● **Provided text**:
*****
What are Distributed Clocks?
EtherCAT uses Distributed Clocks (DC) to synchronize the timing of the slaves. To achieve this each slave needs its own local time which is provided by an local clock source. The first DC-capable slave in the network is usually used as Reference Clock. All other slave synchronize their clock based on this reference clock. To handle it the EtherCAT master regularly send a telegram which is filled with the time of the reference clock and it is read by all other slaves.
Run time measurement
Both the slaves as well as the cable cause a short delay of the telegrams on the network. To get a precise synchronization it is required to measure these delays and to take them into account. The master sends during the start-up phase a certain frame to determine the delays. Each slave writes the point of time of the reception of the frame into the frame – in both ways. Based on these timings the master is able to calculate the delays between each slaves.
In addition to the Reference Clock there is also a Master Clock which contains the real time. This clock can be used to adjust the Reference Clock at startup or later.
*****
● **Source material**:
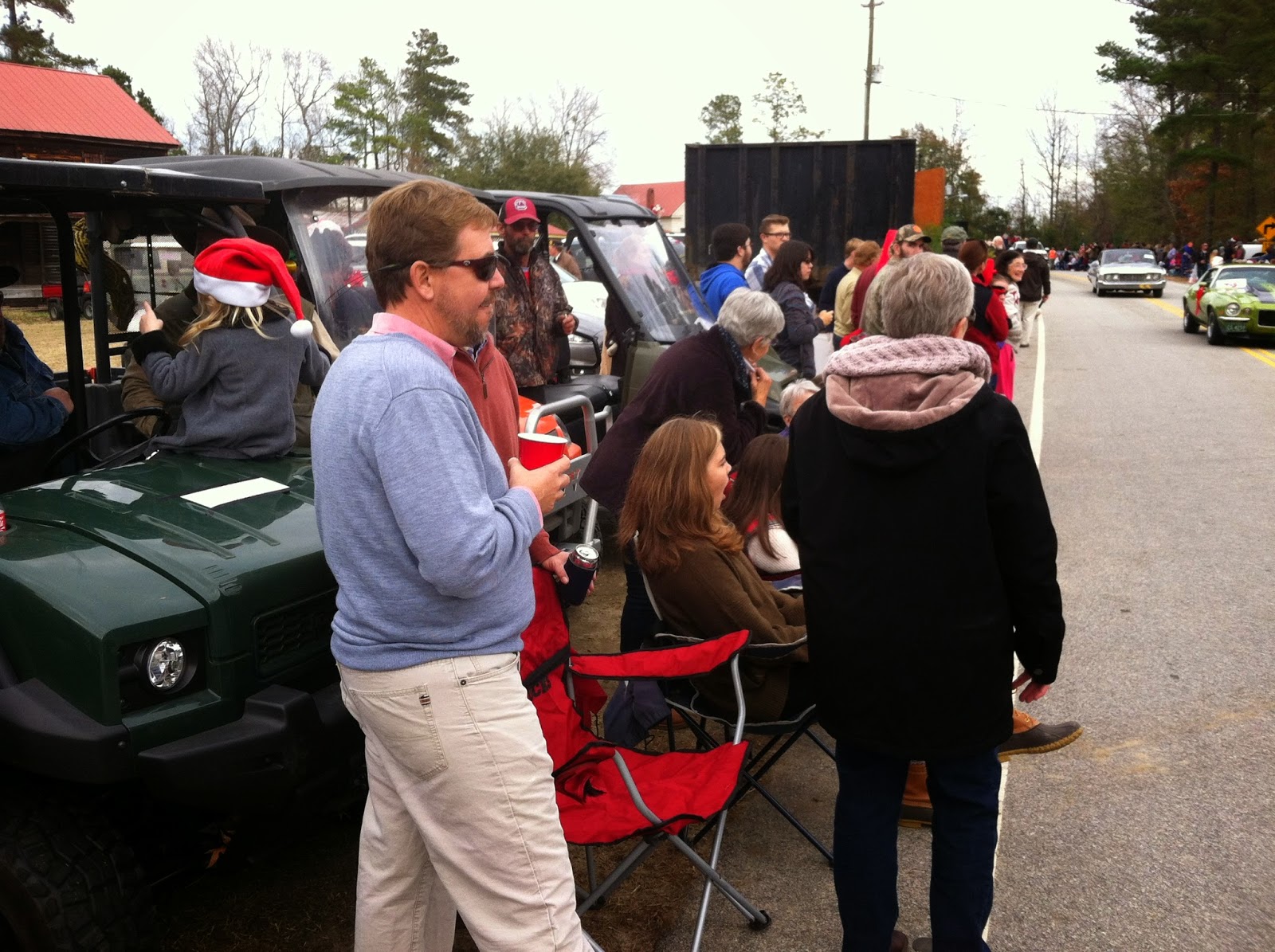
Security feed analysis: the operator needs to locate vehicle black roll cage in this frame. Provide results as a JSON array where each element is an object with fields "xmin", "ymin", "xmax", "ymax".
[{"xmin": 0, "ymin": 158, "xmax": 265, "ymax": 436}]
*****
● **Things to do**:
1. Answer these questions using the distributed clocks text:
(a) Which slave in the network usually serves as the Reference Clock?
(b) During which phase does the master send the frame used to determine the delays?
(c) What does the Master Clock contain?
2. Reproduce the stretch of the distributed clocks text from "Run time measurement" through "between each slaves.", substituting "packet" for "frame".

● **The responses**:
1.
(a) The first DC-capable slave in the network.
(b) The start-up phase.
(c) The real time.

2.
Run time measurement
Both the slaves as well as the cable cause a short delay of the telegrams on the network. To get a precise synchronization it is required to measure these delays and to take them into account. The master sends during the start-up phase a certain packet to determine the delays. Each slave writes the point of time of the reception of the packet into the packet – in both ways. Based on these timings the master is able to calculate the delays between each slaves.